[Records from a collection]
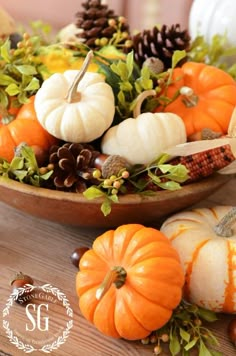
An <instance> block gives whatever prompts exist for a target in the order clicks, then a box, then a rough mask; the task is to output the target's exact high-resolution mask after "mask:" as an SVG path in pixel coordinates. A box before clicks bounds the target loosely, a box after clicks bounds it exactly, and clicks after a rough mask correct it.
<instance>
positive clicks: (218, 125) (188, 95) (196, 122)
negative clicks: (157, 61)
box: [156, 62, 236, 137]
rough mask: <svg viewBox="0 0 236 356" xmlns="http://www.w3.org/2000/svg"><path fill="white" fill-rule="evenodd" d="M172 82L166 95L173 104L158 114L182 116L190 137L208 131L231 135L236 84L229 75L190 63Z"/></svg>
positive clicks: (203, 64) (168, 105) (186, 62)
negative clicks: (164, 114) (231, 124)
mask: <svg viewBox="0 0 236 356" xmlns="http://www.w3.org/2000/svg"><path fill="white" fill-rule="evenodd" d="M171 82H172V84H171V85H169V86H168V87H167V89H166V90H164V92H162V94H163V95H164V96H167V97H168V98H169V99H173V101H172V102H171V103H170V104H168V105H166V106H164V107H163V106H159V107H158V108H157V109H156V111H157V112H159V111H166V112H172V113H175V114H177V115H179V116H180V117H181V118H182V119H183V121H184V123H185V127H186V132H187V136H188V137H190V136H191V135H193V134H195V133H198V132H201V131H202V129H204V128H209V129H211V130H213V131H215V132H220V133H222V134H226V133H227V129H228V125H229V122H230V118H231V115H232V112H233V109H234V107H235V105H236V82H235V81H234V79H233V78H232V77H231V76H230V75H229V74H228V73H226V72H224V71H223V70H221V69H219V68H216V67H214V66H210V65H207V64H205V63H196V62H186V63H185V64H184V65H183V66H182V67H180V68H175V69H174V70H173V75H172V78H171ZM177 93H179V94H180V95H178V96H177V98H175V95H176V94H177Z"/></svg>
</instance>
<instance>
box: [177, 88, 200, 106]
mask: <svg viewBox="0 0 236 356" xmlns="http://www.w3.org/2000/svg"><path fill="white" fill-rule="evenodd" d="M179 93H180V94H181V95H182V96H183V98H182V102H183V103H184V104H185V105H186V106H187V107H188V108H192V107H193V106H196V105H197V103H198V96H197V95H196V94H194V91H193V89H192V88H190V87H187V86H184V87H182V88H180V91H179Z"/></svg>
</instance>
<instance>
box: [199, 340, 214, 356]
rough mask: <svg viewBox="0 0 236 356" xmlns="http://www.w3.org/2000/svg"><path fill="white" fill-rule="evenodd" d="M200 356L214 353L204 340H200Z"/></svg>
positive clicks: (203, 355)
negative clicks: (205, 344) (207, 345)
mask: <svg viewBox="0 0 236 356" xmlns="http://www.w3.org/2000/svg"><path fill="white" fill-rule="evenodd" d="M199 356H212V353H211V352H210V351H209V350H208V348H207V347H206V345H205V343H204V342H203V341H202V340H200V347H199Z"/></svg>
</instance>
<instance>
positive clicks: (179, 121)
mask: <svg viewBox="0 0 236 356" xmlns="http://www.w3.org/2000/svg"><path fill="white" fill-rule="evenodd" d="M184 142H186V130H185V126H184V124H183V120H182V119H181V118H180V117H179V116H178V115H176V114H173V113H156V114H152V113H143V114H140V115H139V116H138V117H137V118H129V119H126V120H124V121H122V122H121V123H120V124H119V125H116V126H113V127H111V128H110V129H109V130H108V131H107V132H106V133H105V135H104V137H103V138H102V142H101V150H102V152H103V153H105V154H109V155H120V156H122V157H124V158H125V159H126V160H127V162H128V163H130V164H132V165H134V164H149V163H151V162H153V161H154V160H155V159H156V158H158V156H160V155H161V154H162V153H163V152H164V150H165V149H167V148H168V147H171V146H175V145H177V144H180V143H184Z"/></svg>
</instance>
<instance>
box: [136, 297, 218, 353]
mask: <svg viewBox="0 0 236 356" xmlns="http://www.w3.org/2000/svg"><path fill="white" fill-rule="evenodd" d="M216 320H217V316H216V314H215V313H214V312H212V311H210V310H207V309H204V308H201V307H198V306H196V305H194V304H190V303H187V302H186V301H184V300H182V301H181V303H180V304H179V306H178V307H177V308H176V309H175V310H174V312H173V315H172V317H171V319H170V320H169V321H168V323H167V324H166V325H164V326H163V327H162V328H161V329H159V330H157V331H154V332H153V333H152V334H151V335H150V336H149V337H148V338H146V339H143V340H141V342H142V343H143V344H150V343H152V344H155V347H154V355H161V353H162V350H163V343H165V344H167V345H168V348H169V351H170V354H171V355H172V356H176V355H183V356H190V354H191V352H192V350H194V349H195V350H197V351H198V355H199V356H222V353H221V352H218V351H216V350H215V347H216V346H218V345H219V342H218V340H217V339H216V337H215V336H214V335H213V333H212V332H211V331H210V330H209V329H208V328H207V327H206V323H209V322H214V321H216Z"/></svg>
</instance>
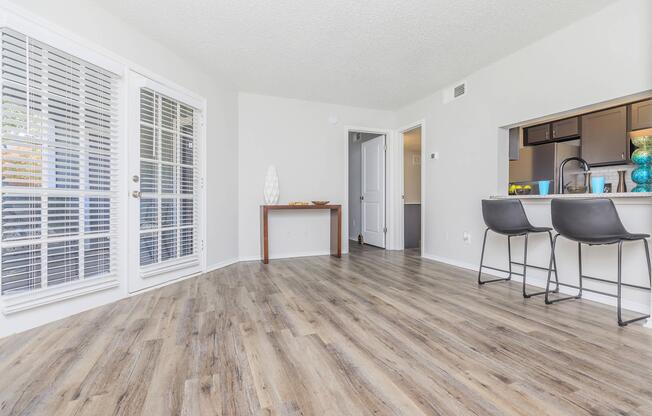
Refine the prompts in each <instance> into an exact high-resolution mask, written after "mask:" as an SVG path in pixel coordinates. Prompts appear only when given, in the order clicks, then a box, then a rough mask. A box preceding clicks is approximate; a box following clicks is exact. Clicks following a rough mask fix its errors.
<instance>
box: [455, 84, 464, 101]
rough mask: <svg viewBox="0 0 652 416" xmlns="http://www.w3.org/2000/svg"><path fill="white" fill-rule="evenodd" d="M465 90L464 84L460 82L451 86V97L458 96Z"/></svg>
mask: <svg viewBox="0 0 652 416" xmlns="http://www.w3.org/2000/svg"><path fill="white" fill-rule="evenodd" d="M465 92H466V84H460V85H458V86H456V87H455V88H453V98H457V97H460V96H462V95H464V93H465Z"/></svg>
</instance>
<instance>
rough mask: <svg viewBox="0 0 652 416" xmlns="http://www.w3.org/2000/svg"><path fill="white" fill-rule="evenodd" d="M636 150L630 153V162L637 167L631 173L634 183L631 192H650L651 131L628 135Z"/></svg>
mask: <svg viewBox="0 0 652 416" xmlns="http://www.w3.org/2000/svg"><path fill="white" fill-rule="evenodd" d="M630 137H631V139H632V144H633V145H634V146H636V150H634V153H632V162H633V163H634V164H635V165H637V167H636V168H635V169H634V170H633V171H632V180H633V181H634V183H636V186H635V187H634V189H632V192H650V191H652V166H651V165H652V129H646V130H640V131H635V132H632V133H630Z"/></svg>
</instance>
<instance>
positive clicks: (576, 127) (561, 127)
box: [552, 117, 580, 140]
mask: <svg viewBox="0 0 652 416" xmlns="http://www.w3.org/2000/svg"><path fill="white" fill-rule="evenodd" d="M579 135H580V119H579V118H578V117H572V118H567V119H564V120H559V121H555V122H553V123H552V138H553V139H554V140H557V139H566V138H571V137H577V136H579Z"/></svg>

Task objective: Output the records exactly. Drop the images.

Response area:
An <instance> block gives whatever prompts exist for a target in the order clicks, then a box, then a rough mask; the task is to output the target's exact high-resolution mask after "mask:" as an SVG path in pixel coordinates. A box before clicks bounds the target loosely, a box after clicks bounds it exactly, and clicks after a rough mask correct it.
<instance>
positive clicks: (218, 125) (188, 95) (196, 122)
negative clicks: (157, 61)
box: [156, 62, 236, 137]
rough mask: <svg viewBox="0 0 236 356" xmlns="http://www.w3.org/2000/svg"><path fill="white" fill-rule="evenodd" d="M172 82L166 95L173 104L158 114L182 116L190 137L208 131L231 135L236 84L229 75L190 63Z"/></svg>
positive clicks: (203, 64) (168, 105) (186, 62)
negative clicks: (164, 114) (231, 124)
mask: <svg viewBox="0 0 236 356" xmlns="http://www.w3.org/2000/svg"><path fill="white" fill-rule="evenodd" d="M171 82H172V84H171V85H169V86H168V87H167V89H166V90H164V92H162V94H163V95H164V96H167V97H168V98H169V99H173V101H172V102H171V103H170V104H168V105H166V106H164V107H163V106H159V107H158V108H157V109H156V111H157V112H159V111H166V112H172V113H175V114H177V115H179V116H180V117H181V118H182V119H183V121H184V123H185V127H186V132H187V136H188V137H190V136H191V135H193V134H195V133H198V132H201V131H202V129H204V128H209V129H211V130H213V131H215V132H220V133H222V134H226V133H227V129H228V125H229V122H230V118H231V115H232V112H233V109H234V107H235V105H236V82H235V81H234V79H233V78H232V77H231V76H230V75H229V74H228V73H226V72H224V71H223V70H221V69H219V68H216V67H214V66H210V65H207V64H205V63H196V62H186V63H185V64H184V65H183V66H182V67H180V68H175V69H174V70H173V75H172V78H171ZM177 93H179V94H180V95H178V96H177V98H175V95H176V94H177Z"/></svg>
</instance>
<instance>
box: [177, 88, 200, 106]
mask: <svg viewBox="0 0 236 356" xmlns="http://www.w3.org/2000/svg"><path fill="white" fill-rule="evenodd" d="M179 93H180V94H181V95H182V96H183V98H182V102H183V103H184V104H185V105H186V106H187V107H188V108H192V107H193V106H196V105H197V103H198V96H197V95H196V94H194V91H193V89H192V88H190V87H187V86H184V87H182V88H180V91H179Z"/></svg>
</instance>
<instance>
box: [199, 340, 214, 356]
rough mask: <svg viewBox="0 0 236 356" xmlns="http://www.w3.org/2000/svg"><path fill="white" fill-rule="evenodd" d="M200 356L214 353L204 340H200Z"/></svg>
positive clicks: (203, 355)
negative clicks: (205, 344) (207, 345)
mask: <svg viewBox="0 0 236 356" xmlns="http://www.w3.org/2000/svg"><path fill="white" fill-rule="evenodd" d="M199 356H212V353H211V352H210V351H209V350H208V348H207V347H206V345H205V343H204V342H203V341H202V340H200V347H199Z"/></svg>
</instance>
<instance>
positive clicks: (179, 121)
mask: <svg viewBox="0 0 236 356" xmlns="http://www.w3.org/2000/svg"><path fill="white" fill-rule="evenodd" d="M184 142H186V130H185V126H184V124H183V120H182V119H181V118H180V117H179V116H178V115H176V114H173V113H156V114H152V113H143V114H140V115H139V116H138V117H137V118H129V119H126V120H124V121H122V122H121V123H120V124H119V125H116V126H113V127H111V128H110V129H109V130H108V131H107V132H106V133H105V135H104V137H103V138H102V142H101V150H102V152H103V153H105V154H109V155H120V156H122V157H124V158H125V159H126V160H127V162H128V163H130V164H132V165H134V164H149V163H151V162H153V161H154V160H155V159H156V158H158V156H160V155H161V154H162V153H163V152H164V150H165V149H167V148H168V147H171V146H175V145H177V144H180V143H184Z"/></svg>
</instance>
<instance>
box: [136, 297, 218, 353]
mask: <svg viewBox="0 0 236 356" xmlns="http://www.w3.org/2000/svg"><path fill="white" fill-rule="evenodd" d="M216 320H217V316H216V314H215V313H214V312H212V311H210V310H207V309H204V308H201V307H198V306H196V305H194V304H190V303H187V302H186V301H184V300H182V301H181V303H180V304H179V306H178V307H177V308H176V309H175V310H174V312H173V315H172V317H171V319H170V320H169V321H168V323H167V324H166V325H164V326H163V327H162V328H161V329H159V330H157V331H154V332H153V333H152V334H151V335H150V336H149V337H148V338H146V339H143V340H141V342H142V343H143V344H150V343H152V344H155V347H154V355H161V353H162V350H163V343H165V344H167V345H168V348H169V351H170V354H171V355H172V356H176V355H183V356H190V354H191V352H192V350H194V349H195V350H197V351H198V355H199V356H222V353H221V352H218V351H216V350H215V347H216V346H218V345H219V342H218V340H217V339H216V337H215V336H214V335H213V333H212V332H211V331H210V330H209V329H208V328H207V327H206V323H209V322H214V321H216Z"/></svg>
</instance>
Refine the prompts in each <instance> into an exact high-resolution mask, written after "mask:" as an SVG path in pixel coordinates. Prompts appear only when given, in the order clicks, then a box, then a rough mask. A box preceding clicks is approximate; a box following clicks is exact. Clicks following a rough mask fix its errors.
<instance>
box: [455, 84, 464, 101]
rough mask: <svg viewBox="0 0 652 416" xmlns="http://www.w3.org/2000/svg"><path fill="white" fill-rule="evenodd" d="M465 90L464 84L460 82L451 86V97L458 96Z"/></svg>
mask: <svg viewBox="0 0 652 416" xmlns="http://www.w3.org/2000/svg"><path fill="white" fill-rule="evenodd" d="M465 92H466V84H460V85H458V86H456V87H455V88H453V98H457V97H460V96H462V95H464V93H465Z"/></svg>
</instance>
<instance>
rough mask: <svg viewBox="0 0 652 416" xmlns="http://www.w3.org/2000/svg"><path fill="white" fill-rule="evenodd" d="M636 150L630 153V162L637 167L631 173L634 183L631 192H650L651 131L628 135Z"/></svg>
mask: <svg viewBox="0 0 652 416" xmlns="http://www.w3.org/2000/svg"><path fill="white" fill-rule="evenodd" d="M630 137H631V139H632V144H633V145H634V146H636V150H634V153H632V162H633V163H634V164H635V165H637V167H636V168H635V169H634V170H633V171H632V180H633V181H634V183H636V186H635V187H634V189H632V192H650V191H652V166H651V165H652V129H646V130H640V131H635V132H632V133H630Z"/></svg>
</instance>
<instance>
positive clicks: (576, 127) (561, 127)
box: [552, 117, 580, 140]
mask: <svg viewBox="0 0 652 416" xmlns="http://www.w3.org/2000/svg"><path fill="white" fill-rule="evenodd" d="M579 135H580V119H579V118H578V117H572V118H567V119H564V120H559V121H555V122H553V123H552V138H553V139H554V140H557V139H566V138H571V137H577V136H579Z"/></svg>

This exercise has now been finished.